__Task objective__
Count the lines below that contain the word "platter", and reply with only that number.

__Extracted entries__

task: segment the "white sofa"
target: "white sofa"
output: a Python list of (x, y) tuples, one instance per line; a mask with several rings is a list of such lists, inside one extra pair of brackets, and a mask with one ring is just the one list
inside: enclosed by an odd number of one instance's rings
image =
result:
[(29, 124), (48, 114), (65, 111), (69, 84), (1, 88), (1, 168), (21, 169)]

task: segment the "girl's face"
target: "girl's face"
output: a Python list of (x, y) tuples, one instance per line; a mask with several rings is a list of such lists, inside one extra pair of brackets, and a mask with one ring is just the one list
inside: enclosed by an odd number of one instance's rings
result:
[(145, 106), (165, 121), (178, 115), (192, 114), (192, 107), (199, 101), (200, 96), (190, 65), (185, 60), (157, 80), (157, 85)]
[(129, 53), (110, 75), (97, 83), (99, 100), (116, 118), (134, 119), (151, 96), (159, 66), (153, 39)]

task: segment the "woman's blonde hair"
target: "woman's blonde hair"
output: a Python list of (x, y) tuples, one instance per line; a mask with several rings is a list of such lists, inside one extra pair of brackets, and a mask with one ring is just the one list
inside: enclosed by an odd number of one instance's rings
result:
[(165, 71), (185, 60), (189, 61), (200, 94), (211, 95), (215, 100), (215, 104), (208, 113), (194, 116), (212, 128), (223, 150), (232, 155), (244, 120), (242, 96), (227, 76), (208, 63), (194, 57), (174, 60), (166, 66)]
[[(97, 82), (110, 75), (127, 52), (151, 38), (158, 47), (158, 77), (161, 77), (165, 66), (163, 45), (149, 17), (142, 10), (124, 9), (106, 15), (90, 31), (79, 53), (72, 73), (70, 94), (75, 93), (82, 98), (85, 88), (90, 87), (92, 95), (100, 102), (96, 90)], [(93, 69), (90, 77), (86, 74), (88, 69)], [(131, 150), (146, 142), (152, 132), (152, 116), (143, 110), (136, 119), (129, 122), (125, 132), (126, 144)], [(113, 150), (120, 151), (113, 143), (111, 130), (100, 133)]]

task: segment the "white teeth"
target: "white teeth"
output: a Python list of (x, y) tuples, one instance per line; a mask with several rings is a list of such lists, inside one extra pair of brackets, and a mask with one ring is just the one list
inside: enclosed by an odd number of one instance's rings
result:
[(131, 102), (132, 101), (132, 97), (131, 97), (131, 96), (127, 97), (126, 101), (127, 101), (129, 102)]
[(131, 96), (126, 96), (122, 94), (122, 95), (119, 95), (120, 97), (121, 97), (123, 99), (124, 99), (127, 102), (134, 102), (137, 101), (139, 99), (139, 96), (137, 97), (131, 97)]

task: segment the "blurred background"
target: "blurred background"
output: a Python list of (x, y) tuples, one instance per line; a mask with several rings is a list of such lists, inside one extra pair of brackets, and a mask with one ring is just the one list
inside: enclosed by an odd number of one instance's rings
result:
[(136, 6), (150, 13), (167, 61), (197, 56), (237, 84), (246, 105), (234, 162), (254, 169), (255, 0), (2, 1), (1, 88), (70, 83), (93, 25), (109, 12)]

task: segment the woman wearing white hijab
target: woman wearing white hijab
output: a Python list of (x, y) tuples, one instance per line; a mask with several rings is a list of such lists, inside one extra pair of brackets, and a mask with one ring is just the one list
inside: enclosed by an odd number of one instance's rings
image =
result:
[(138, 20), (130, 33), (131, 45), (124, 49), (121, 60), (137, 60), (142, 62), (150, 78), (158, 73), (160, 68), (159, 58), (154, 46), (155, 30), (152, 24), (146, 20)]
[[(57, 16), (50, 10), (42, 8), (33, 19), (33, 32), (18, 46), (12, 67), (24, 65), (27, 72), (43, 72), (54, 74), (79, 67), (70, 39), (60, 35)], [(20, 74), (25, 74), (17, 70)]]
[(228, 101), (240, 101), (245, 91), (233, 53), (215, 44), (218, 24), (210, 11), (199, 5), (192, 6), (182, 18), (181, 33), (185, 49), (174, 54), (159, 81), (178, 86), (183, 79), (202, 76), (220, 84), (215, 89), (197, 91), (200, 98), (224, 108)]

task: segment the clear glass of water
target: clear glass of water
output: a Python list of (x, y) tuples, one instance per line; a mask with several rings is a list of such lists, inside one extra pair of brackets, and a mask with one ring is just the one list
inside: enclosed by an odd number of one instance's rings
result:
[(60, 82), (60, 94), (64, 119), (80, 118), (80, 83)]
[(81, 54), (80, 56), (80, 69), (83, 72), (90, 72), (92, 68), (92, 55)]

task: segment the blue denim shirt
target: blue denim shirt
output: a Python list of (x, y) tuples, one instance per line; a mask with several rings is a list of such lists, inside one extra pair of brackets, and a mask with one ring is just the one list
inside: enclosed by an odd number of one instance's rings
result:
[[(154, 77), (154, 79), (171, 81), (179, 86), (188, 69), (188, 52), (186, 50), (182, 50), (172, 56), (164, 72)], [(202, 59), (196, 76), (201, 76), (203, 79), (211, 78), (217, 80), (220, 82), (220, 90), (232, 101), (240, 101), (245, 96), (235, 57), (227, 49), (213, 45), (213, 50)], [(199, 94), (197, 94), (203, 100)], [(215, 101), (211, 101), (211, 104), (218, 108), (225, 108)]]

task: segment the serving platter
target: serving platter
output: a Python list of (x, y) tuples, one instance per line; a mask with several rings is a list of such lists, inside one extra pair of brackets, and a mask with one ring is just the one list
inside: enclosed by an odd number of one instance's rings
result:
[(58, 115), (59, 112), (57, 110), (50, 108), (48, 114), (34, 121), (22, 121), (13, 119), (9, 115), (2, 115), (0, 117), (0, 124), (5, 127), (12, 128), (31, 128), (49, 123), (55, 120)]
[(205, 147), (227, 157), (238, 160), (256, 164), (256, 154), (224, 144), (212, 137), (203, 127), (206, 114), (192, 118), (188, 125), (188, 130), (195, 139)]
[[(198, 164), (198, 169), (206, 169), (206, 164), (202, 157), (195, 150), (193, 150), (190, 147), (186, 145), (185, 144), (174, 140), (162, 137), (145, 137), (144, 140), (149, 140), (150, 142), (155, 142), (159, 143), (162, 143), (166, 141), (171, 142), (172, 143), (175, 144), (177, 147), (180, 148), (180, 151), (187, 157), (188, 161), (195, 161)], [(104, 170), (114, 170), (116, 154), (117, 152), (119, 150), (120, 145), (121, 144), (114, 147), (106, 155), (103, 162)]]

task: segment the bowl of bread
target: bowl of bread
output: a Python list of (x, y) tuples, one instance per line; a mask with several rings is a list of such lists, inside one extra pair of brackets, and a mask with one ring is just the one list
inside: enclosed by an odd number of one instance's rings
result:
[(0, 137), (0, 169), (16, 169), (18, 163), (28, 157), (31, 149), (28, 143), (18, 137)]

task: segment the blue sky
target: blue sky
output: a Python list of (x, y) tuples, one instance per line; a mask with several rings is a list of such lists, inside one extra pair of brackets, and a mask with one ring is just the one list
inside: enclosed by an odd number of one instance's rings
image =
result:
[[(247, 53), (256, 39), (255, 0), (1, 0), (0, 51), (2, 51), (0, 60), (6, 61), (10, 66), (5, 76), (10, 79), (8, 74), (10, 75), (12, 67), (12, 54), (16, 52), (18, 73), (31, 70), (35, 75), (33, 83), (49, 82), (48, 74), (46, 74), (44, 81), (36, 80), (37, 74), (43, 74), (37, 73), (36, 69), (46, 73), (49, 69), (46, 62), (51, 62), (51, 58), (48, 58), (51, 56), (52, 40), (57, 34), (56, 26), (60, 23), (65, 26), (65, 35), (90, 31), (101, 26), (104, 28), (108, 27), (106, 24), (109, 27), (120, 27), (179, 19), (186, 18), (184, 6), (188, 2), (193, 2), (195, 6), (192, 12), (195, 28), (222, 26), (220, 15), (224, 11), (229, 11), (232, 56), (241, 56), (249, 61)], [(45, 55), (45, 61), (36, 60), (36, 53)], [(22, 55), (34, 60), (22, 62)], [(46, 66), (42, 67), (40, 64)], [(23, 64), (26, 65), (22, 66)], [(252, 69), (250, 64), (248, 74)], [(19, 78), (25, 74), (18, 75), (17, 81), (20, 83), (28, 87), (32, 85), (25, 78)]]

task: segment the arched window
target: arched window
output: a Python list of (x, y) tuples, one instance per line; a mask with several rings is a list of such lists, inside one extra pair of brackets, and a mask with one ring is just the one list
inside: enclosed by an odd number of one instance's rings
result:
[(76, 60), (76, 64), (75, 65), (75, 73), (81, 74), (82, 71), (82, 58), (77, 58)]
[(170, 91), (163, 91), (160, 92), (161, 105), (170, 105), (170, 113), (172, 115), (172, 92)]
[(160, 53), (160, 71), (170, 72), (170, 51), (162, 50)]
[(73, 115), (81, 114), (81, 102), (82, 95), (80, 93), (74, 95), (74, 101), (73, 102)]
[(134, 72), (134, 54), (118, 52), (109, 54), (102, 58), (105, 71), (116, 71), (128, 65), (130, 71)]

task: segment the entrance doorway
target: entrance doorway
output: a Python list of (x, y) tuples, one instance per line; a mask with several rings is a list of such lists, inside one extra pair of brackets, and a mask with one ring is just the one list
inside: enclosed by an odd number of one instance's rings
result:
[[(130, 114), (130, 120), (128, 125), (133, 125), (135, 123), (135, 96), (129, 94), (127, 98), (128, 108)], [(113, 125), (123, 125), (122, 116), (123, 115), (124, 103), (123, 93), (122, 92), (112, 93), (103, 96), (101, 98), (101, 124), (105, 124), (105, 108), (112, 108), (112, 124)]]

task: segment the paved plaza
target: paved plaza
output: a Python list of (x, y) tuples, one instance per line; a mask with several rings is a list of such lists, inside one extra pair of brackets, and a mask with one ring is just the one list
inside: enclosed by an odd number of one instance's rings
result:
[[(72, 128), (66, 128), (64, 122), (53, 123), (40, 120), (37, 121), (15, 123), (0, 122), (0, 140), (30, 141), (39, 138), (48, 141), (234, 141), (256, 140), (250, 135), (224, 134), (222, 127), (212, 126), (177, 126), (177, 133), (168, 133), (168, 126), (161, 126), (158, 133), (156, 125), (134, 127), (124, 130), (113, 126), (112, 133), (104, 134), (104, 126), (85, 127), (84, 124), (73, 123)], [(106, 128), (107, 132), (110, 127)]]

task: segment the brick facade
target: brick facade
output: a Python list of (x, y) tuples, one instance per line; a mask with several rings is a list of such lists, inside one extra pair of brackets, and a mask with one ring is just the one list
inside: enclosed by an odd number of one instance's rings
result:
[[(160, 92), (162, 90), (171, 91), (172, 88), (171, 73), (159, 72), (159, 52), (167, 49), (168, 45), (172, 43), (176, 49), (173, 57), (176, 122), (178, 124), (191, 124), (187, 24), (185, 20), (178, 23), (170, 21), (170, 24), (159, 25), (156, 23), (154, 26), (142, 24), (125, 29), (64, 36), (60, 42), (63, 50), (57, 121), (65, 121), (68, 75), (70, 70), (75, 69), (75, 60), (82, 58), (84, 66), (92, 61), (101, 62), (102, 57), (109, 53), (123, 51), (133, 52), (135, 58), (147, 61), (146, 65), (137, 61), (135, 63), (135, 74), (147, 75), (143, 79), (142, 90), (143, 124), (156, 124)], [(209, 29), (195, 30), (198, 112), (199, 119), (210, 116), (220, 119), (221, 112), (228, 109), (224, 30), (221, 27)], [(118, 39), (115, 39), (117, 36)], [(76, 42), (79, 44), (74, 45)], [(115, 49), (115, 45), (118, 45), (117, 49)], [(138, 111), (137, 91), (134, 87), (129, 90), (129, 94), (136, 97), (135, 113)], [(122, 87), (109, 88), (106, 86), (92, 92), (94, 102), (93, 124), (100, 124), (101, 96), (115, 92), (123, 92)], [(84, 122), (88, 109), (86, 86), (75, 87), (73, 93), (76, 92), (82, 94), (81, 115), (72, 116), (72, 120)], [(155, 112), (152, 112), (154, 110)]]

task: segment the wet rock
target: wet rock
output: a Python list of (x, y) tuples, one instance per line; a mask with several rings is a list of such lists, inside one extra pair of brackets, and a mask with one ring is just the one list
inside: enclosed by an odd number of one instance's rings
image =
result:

...

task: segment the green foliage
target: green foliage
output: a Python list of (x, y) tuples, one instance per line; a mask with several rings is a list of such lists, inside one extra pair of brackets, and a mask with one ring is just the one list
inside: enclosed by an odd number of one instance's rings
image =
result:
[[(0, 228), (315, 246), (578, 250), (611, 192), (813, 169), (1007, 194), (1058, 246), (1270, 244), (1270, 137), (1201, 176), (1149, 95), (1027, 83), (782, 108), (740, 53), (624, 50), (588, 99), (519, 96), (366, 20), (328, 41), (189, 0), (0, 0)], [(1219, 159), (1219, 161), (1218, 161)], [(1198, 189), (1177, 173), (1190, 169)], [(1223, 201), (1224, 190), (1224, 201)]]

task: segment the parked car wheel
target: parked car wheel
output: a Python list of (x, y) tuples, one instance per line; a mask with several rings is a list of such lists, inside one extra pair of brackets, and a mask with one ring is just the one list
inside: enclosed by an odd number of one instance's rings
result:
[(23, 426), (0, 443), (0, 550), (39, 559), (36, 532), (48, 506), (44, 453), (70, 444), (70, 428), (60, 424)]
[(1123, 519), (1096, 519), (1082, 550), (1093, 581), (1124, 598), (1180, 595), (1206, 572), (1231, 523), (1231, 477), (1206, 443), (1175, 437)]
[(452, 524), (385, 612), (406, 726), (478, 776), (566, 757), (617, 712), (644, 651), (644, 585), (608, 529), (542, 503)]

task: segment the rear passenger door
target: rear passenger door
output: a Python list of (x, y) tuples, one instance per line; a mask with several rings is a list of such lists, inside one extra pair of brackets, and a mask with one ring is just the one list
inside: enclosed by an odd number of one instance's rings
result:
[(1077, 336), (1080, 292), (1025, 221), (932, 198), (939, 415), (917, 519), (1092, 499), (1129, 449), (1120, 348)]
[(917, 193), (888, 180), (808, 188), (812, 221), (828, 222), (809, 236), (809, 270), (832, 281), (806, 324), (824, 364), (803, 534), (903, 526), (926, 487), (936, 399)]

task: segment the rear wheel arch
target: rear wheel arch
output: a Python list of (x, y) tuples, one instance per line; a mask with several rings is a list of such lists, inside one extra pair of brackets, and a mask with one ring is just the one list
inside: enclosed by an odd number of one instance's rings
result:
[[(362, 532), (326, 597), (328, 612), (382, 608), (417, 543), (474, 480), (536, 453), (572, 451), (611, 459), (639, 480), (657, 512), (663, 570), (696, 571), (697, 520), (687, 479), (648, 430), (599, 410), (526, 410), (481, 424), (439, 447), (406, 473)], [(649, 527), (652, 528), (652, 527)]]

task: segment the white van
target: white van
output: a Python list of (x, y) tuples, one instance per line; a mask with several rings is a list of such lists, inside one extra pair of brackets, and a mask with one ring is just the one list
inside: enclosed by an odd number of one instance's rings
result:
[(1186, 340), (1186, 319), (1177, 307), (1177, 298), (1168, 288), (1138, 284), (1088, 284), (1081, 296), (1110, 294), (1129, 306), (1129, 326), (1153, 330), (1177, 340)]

__Output of the task__
2